The goal of this document is to provide information and tools to Denodo Administrators to troubleshoot the most common issues during the deployment of the cluster and its usage from Virtual DataPort.
Embedded MPP deployment
The Denodo Embedded MPP deployment is based on Kubernetes and Helm. Therefore, in order to manage and troubleshoot the deployment, the reference tools are the Kubernetes command line tool Kubectl and the Helm CLI. You can take a look at the kubectl Quick Reference guide to be familiar with the most common commands.
Summary of the most useful commands for troubleshooting
- Review the services deployed using kubectl get (basic) or describe (verbose):
$ kubectl get services # List all services in the namespace $ kubectl get svc <service name> # Get service details $ kubectl describe service <service name> |
- Review the configuration used for all the Kubernetes resources deployed on the values.yaml. If the values.yaml is not available use helm get manifest.
$ helm get manifest prestocluster |
- Review and debug the cluster pods:
$ kubectl get pods # List all pods in the namespace $ kubectl describe pod <pod id> # Describe a pod $ kubectl logs <pod name> # dump pod logs (stdout) $ kubectl exec -it <pod name> -- bash (interactive shell access to the pods) |
- Review the log of a pod that has already crashed (useful in case you want to figure out why the pod crashed in the first place):
$ kubectl logs <pod name> --previous # dump pod logs (stdout) for a previous instantiation of a container |
Troubleshooting problems during the deployment
Common issues
- The deployment requires Helm 3. Running the process using Helm 2 can fail with errors related to permissions like “<resource> is forbidden: User “username” cannot list resource “<resource>” in API group “” in the namespace “<namespace>””.
- kubectl get svc shows Pending for the EXTERNAL-IP of the presto service for a long time:
- Check if there are other Presto clusters running. It can happen that there are no public IPs available in the subnets selected because they are all used for the other clusters. If that’s the case:
- Try deleting one of the others
- In the current cluster execute: cluster delete and cluster deploy again.
- In addition, check the load balancers list. If there are load balancers that are not being used remove them so the IPs become available again.
- Execute kubectl describe svc presto. If it shows "service Failed build model due to unable to resolve at least one subnet (0 match VPC and tags)". In case you are using a AWS Load Balancer Controller and the Load Balancer has type network (The type is available at the AWS console at the Load Balancers section) check the AWS article “How do I automatically discover the subnets that my Application Load Balancer uses in Amazon EKS?”

**Listed records:**
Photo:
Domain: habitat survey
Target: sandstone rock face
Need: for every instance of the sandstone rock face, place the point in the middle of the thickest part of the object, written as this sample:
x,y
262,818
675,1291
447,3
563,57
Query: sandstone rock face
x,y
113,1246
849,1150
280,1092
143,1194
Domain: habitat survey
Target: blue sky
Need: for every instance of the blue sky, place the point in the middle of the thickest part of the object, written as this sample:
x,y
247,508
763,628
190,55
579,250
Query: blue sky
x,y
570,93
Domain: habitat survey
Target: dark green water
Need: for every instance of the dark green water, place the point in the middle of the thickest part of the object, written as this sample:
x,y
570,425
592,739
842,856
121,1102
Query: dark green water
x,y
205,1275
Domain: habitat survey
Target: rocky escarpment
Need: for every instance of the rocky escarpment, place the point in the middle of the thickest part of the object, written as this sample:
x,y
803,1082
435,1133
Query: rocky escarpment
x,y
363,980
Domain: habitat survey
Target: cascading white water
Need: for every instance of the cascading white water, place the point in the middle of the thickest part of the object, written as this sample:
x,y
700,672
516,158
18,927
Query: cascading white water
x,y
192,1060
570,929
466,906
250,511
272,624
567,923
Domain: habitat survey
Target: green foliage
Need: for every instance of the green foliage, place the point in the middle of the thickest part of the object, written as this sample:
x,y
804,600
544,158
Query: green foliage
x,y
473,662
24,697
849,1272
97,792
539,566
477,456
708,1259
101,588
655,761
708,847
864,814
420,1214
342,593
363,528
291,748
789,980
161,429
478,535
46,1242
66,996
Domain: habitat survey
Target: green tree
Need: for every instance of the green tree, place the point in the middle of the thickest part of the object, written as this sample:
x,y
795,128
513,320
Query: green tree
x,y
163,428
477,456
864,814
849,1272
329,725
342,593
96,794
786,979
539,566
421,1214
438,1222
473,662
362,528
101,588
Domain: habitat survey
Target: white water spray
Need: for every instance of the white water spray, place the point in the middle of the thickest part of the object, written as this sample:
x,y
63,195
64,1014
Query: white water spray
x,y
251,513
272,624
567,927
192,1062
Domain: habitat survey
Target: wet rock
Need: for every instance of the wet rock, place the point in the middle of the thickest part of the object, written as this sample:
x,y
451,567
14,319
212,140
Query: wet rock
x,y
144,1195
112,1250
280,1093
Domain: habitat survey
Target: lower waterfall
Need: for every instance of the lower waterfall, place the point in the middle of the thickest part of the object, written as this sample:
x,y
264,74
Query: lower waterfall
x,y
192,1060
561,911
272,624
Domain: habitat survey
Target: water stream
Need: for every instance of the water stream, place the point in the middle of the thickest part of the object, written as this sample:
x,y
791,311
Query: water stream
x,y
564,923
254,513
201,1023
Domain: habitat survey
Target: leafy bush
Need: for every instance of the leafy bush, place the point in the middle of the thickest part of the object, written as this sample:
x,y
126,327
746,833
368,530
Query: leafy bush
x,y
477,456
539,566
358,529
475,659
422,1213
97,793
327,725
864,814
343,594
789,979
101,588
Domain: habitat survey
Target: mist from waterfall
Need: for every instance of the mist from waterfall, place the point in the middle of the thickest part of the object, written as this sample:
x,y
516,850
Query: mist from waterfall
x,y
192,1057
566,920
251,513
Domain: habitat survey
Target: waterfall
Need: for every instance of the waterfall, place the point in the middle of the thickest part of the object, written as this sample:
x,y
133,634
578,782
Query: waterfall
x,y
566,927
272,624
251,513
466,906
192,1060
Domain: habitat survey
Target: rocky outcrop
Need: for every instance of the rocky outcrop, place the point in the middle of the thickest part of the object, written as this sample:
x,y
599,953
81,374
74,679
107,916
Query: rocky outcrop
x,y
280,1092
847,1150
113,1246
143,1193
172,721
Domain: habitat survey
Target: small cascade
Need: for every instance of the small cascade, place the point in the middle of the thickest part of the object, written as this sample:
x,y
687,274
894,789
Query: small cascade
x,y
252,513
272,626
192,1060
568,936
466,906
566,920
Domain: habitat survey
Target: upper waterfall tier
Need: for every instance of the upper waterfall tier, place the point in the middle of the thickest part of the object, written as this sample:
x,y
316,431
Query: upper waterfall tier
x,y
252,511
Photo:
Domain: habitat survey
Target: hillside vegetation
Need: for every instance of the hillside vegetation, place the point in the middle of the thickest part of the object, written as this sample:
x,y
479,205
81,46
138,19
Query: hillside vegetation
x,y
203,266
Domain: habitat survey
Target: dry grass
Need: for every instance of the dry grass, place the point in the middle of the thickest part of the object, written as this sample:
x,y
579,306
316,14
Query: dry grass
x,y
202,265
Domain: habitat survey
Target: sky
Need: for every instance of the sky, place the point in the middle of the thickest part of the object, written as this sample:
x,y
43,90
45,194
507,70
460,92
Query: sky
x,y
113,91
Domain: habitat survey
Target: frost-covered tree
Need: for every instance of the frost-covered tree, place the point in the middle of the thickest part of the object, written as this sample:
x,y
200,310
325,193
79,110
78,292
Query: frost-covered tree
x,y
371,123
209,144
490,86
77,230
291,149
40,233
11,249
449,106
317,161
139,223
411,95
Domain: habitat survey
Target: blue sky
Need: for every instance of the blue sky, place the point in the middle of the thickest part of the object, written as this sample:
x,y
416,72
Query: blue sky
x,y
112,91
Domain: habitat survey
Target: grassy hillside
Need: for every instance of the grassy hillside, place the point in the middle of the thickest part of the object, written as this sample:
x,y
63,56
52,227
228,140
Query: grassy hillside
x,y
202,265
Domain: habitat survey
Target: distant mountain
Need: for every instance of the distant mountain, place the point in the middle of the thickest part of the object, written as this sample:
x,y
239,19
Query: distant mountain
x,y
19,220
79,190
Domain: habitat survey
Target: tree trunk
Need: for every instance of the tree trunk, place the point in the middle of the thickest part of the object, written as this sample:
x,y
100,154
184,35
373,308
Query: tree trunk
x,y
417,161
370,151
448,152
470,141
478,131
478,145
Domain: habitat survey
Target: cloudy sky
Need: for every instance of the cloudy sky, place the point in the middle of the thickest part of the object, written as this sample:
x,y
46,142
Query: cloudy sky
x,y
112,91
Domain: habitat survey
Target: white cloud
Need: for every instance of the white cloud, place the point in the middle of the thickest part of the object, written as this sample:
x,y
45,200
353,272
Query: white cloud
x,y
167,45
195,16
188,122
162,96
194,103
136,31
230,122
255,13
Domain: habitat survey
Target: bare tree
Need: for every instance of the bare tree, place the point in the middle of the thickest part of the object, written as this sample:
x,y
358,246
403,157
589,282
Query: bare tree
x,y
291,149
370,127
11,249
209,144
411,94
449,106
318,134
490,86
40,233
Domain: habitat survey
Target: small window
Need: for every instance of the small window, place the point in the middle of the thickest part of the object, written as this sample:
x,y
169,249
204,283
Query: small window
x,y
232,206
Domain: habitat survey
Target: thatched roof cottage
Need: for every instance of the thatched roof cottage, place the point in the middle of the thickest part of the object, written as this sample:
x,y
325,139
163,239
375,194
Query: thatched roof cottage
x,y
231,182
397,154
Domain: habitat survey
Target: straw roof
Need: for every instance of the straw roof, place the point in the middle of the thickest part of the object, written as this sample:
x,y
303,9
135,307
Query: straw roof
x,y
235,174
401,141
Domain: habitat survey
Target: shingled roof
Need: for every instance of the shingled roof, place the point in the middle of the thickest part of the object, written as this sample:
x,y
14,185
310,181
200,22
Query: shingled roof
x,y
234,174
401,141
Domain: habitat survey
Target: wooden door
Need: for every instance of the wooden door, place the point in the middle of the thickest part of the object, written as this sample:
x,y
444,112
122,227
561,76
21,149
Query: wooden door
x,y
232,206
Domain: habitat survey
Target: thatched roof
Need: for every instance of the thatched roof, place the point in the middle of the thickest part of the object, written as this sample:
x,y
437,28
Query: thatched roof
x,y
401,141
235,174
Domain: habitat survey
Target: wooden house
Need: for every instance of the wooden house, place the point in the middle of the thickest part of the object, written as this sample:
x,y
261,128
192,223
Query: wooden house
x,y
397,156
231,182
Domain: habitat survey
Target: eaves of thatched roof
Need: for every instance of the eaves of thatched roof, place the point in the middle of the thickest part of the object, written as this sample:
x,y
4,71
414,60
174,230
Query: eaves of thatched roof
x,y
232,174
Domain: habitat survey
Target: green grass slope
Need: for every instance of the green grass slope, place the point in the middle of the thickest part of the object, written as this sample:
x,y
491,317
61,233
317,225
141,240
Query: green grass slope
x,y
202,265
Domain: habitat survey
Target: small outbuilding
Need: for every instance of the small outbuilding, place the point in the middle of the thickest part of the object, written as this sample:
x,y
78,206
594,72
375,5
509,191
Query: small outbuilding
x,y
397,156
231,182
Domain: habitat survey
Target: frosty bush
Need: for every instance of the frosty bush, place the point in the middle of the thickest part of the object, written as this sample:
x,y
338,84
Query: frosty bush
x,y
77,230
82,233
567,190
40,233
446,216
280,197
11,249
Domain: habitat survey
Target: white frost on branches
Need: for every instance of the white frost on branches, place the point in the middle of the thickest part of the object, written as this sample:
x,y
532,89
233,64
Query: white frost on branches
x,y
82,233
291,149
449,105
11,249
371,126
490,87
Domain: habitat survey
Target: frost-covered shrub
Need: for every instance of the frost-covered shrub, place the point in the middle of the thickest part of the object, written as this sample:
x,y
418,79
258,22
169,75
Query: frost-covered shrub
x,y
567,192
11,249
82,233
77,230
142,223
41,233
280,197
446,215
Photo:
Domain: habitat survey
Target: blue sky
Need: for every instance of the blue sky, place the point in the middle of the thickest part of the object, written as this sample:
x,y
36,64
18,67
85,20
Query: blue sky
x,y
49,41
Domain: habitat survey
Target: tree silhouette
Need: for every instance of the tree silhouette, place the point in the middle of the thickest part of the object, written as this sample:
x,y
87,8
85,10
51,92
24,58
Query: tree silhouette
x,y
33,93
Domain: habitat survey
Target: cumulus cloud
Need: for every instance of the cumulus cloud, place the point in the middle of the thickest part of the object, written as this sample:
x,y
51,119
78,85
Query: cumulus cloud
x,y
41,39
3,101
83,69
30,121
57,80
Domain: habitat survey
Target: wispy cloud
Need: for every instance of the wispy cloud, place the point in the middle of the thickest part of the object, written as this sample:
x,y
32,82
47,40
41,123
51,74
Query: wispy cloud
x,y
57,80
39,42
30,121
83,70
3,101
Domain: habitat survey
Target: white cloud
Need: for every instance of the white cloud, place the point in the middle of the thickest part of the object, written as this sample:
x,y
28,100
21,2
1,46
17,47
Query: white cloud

**Objective A:** Based on the Embedded MPP troubleshooting text, do these statements agree with it? (i) The deployment can be run with Helm 2. (ii) When the values.yaml file is not available, helm get manifest can be used to review the configuration. (iii) Adding --previous to kubectl logs dumps the logs of an earlier instantiation of a container. For each, answer yes or no and quote the deciding words.
**Objective B:** From the Embedded MPP troubleshooting text, copy the stretch from "- kubectl get" through "become available again.".
**Objective C:** Write what could come next in the Embedded MPP troubleshooting text, starting after its last sentence.

**Task response A:**
(i) No: "The deployment requires Helm 3."
(ii) Yes: "If the values.yaml is not available use helm get manifest."
(iii) Yes: "dump pod logs (stdout) for a previous instantiation of a container"

**Task response B:**
- kubectl get svc shows Pending for the EXTERNAL-IP of the presto service for a long time:
- Check if there are other Presto clusters running. It can happen that there are no public IPs available in the subnets selected because they are all used for the other clusters. If that’s the case:
- Try deleting one of the others
- In the current cluster execute: cluster delete and cluster deploy again.
- In addition, check the load balancers list. If there are load balancers that are not being used remove them so the IPs become available again.

**Task response C:**
- Otherwise see section “How to debug a service?”
- kubectl get pods shows Postgres pod in Pending status: See section “Postgres pod in Pending status”
- kubectl get pods shows a pod with status ImagePullBackOff or ErrImagePull: See section “Pod with status ImagePullBackOff or ErrImagePull”
- Hive metastore gets stuck trying to connect to Postgres. Check the section “Hive-metastore cannot connect to PostgreSQL”.
- Presto cannot connect to the Hive-metastore: See section “Presto cannot connect to the Hive-Metastore”.
- For any other issue follow the steps in section “Steps for troubleshooting”,
Postgres pod in Pending status
- If the cluster is deployed in AWS, this could be caused by the Kubernetes version being >= 1.23. For clusters with Kubernetes version >= 1.23 you must install the Amazon EBS CSI driver Amazon EKS add-on and attach the policy “AmazonEBSCSIDriverPolicy” to: 1) the worker node’s roles for the cluster and 2) to the cluster’s ServiceRole. See section AWS Environment Requirements of the Denodo Embedded MPP AWS Checklist for more information.
- This can also happen if you have deleted the cluster and then deployed it again very quickly. Try deleting the cluster again and deploy it one more time waiting a little before the new deployment.
- Otherwise follow the instructions in section “How to debug a pod?”.
Pod with status ImagePullBackOff or ErrImagePull
These errors happen when it was not possible to pull the docker image from the registry:
- Use kubectl describe pod command and look in the Events section.
- If that does not provide valuable information, review the values.yaml to check the repository settings. If the values.yaml is not available use helm get manifest.
- Review that you have configured either pullSecret or pullCredentials. In case you are using pullCredentials make sure enabled is set to true.
- If the registry is the Denodo's Harbor Registry, log in in Harbor using the same user configured on the image.repository section of the values.yaml. This is to make sure there exists an active session for that user, which is required to verify the Client ID configured.
- For more information follow the instructions in section “How to debug a pod?”.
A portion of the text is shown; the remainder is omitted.